▶ _STATED TASK A_:
Answer these three questions about the passage on IRS paperwork burden below, one answer per line:
(i) In which sections of the regulation are the collections of information found?
(ii) What ZIP code is given in the Washington, DC, address for the Office of Management and Budget?
(iii) What does the Internal Revenue Service require the information to assure?
┄┄┄┄┄┄┄┄┄┄
These estimates are approximations of the average time expected to
be necessary for a collection of information. They are based on such
information as is available to the Internal Revenue Service. Individual
respondents or recordkeepers may require more or less time, depending
on their particular circumstances.
Comments concerning the accuracy of these burden estimates and
suggestions for reducing these burdens should be directed to the
Internal Revenue Service, Attn: IRS Reports Clearance Officer, T:FP,
Washington, DC 20224, and to the Office of Management and Budget, Attn:
Desk Officer for the Department of the Treasury, Office of Information
and Regulatory Affairs, Washington, DC 20503.
The collections of information in this regulation are in
Secs. 1.382-9(i) and 1.382-9(p)(2). This information serves as evidence
of an election to apply section 382(l)(6) of the Internal Revenue Code
(Code) in lieu of section 382(l)(5) and an election to apply
retroactively the provisions of the final regulations. The information
is required by the Internal Revenue Service to assure that a loss
corporation uses the proper amount of carryover attributes following
specified types of ownership changes.
┄┄┄┄┄┄┄┄┄┄
▶ _STATED TASK B_:
In the records, take the stretch from the line containing "For this dataset, tag each instance of the mountain" through the line containing "[[637, 197], [225, 33]]". Write out only those lines, putting "one marker" wherever "single point" appears and leaving everything else unchanged.

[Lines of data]
┄┄┄┄┄┄┄┄┄┄
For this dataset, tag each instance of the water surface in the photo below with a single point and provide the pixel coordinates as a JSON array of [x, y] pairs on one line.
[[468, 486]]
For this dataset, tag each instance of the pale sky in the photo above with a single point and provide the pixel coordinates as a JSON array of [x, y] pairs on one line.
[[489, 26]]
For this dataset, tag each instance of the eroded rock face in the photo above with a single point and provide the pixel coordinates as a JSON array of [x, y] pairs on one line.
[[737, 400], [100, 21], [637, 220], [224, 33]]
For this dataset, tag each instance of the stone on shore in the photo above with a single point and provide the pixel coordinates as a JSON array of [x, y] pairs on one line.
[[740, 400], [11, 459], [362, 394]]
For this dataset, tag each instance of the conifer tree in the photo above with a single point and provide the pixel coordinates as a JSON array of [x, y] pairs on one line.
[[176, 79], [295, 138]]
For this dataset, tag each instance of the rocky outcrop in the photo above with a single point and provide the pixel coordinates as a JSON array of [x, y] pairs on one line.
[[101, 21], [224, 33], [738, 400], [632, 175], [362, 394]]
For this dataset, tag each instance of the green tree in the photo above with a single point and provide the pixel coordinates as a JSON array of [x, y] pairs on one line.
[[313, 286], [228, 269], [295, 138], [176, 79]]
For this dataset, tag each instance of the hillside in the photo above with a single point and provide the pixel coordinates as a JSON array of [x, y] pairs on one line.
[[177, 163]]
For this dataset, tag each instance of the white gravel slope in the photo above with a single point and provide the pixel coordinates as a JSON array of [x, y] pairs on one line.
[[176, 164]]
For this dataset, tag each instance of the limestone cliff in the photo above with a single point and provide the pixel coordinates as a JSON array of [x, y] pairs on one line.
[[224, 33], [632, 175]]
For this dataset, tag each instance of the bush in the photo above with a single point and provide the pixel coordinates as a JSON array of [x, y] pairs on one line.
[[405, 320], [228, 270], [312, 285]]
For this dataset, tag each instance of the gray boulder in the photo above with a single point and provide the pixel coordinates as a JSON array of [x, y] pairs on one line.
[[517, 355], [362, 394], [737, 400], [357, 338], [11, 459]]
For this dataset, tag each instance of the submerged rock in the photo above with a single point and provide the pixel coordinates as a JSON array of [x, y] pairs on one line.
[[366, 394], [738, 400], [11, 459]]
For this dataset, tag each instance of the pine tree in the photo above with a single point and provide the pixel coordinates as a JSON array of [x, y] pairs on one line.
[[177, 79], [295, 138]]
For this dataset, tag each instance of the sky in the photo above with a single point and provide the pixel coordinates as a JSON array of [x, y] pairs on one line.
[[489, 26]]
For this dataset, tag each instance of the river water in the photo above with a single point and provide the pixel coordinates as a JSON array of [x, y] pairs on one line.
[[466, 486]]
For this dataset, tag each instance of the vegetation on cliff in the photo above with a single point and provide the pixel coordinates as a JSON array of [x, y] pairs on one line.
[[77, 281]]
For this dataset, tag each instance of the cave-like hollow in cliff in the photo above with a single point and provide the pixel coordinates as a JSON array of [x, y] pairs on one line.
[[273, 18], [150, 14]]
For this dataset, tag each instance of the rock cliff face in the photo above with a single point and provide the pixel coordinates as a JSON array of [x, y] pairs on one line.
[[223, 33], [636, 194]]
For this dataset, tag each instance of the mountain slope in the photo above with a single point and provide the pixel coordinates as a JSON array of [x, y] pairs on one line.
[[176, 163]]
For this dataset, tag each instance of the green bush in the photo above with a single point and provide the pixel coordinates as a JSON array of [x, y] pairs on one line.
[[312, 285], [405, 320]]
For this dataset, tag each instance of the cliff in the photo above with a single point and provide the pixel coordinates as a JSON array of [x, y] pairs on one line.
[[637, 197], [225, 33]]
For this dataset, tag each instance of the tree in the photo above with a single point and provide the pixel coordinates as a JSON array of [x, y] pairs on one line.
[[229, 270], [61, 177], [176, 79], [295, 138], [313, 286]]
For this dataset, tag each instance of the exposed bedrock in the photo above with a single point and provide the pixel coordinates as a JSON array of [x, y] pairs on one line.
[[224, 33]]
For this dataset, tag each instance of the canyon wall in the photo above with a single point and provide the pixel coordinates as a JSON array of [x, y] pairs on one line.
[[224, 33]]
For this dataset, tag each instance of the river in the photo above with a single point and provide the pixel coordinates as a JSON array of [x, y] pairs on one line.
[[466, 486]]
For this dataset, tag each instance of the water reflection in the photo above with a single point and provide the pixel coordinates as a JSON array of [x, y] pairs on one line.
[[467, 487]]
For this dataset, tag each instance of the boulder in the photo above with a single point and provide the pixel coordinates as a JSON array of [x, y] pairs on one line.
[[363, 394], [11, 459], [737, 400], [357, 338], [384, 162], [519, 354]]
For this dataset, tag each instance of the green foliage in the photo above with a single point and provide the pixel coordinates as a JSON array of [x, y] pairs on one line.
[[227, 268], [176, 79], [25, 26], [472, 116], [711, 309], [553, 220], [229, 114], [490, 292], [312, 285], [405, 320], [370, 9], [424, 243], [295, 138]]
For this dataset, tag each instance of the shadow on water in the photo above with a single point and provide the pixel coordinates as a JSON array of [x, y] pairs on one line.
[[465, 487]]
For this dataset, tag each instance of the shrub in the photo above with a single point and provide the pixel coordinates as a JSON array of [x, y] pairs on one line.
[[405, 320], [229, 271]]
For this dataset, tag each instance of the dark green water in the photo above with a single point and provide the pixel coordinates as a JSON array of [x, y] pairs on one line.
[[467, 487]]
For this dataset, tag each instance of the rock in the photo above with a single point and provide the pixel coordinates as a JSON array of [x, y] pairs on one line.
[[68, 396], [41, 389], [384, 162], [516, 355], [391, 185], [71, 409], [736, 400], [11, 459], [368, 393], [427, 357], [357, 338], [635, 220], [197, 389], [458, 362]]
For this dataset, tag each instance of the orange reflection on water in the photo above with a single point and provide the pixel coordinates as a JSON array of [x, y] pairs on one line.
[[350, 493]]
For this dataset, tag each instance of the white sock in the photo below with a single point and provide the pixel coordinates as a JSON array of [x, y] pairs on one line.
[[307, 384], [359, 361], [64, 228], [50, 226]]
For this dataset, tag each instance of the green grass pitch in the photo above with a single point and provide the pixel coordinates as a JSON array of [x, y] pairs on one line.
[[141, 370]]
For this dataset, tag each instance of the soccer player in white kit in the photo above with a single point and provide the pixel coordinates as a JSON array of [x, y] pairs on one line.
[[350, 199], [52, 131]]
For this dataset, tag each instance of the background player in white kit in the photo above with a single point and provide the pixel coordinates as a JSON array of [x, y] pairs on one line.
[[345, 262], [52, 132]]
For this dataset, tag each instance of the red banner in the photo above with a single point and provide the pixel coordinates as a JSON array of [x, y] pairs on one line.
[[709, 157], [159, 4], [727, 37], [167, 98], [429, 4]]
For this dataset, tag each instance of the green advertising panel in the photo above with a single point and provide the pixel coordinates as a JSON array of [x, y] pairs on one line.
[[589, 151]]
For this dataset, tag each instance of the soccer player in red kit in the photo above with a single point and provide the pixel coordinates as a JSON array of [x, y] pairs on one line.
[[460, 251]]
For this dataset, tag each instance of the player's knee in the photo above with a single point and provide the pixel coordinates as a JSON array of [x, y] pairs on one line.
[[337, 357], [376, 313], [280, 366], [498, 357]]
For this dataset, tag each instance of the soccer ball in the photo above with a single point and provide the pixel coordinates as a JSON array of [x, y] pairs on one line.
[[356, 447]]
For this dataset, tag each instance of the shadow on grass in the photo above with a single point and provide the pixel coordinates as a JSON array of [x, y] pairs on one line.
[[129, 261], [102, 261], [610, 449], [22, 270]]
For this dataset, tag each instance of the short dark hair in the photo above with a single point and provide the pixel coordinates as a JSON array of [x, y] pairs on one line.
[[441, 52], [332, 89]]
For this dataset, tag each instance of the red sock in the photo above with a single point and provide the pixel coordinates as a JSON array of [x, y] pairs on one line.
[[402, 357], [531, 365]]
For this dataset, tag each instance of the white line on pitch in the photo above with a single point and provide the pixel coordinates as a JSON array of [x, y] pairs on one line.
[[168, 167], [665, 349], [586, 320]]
┄┄┄┄┄┄┄┄┄┄
▶ _EXERCISE RESPONSE A_:
(i) Secs. 1.382-9(i) and 1.382-9(p)(2).
(ii) 20503.
(iii) That a loss corporation uses the proper amount of carryover attributes following specified types of ownership changes.

▶ _EXERCISE RESPONSE B_:
For this dataset, tag each instance of the mountain slope in the photo above with a one marker and provide the pixel coordinates as a JSON array of [x, y] pairs on one line.
[[176, 163]]
For this dataset, tag each instance of the green bush in the photo above with a one marker and provide the pixel coordinates as a JSON array of [x, y] pairs on one line.
[[312, 285], [405, 320]]
For this dataset, tag each instance of the cliff in the photo above with a one marker and provide the pixel coordinates as a JSON array of [x, y] pairs on one line.
[[637, 197], [225, 33]]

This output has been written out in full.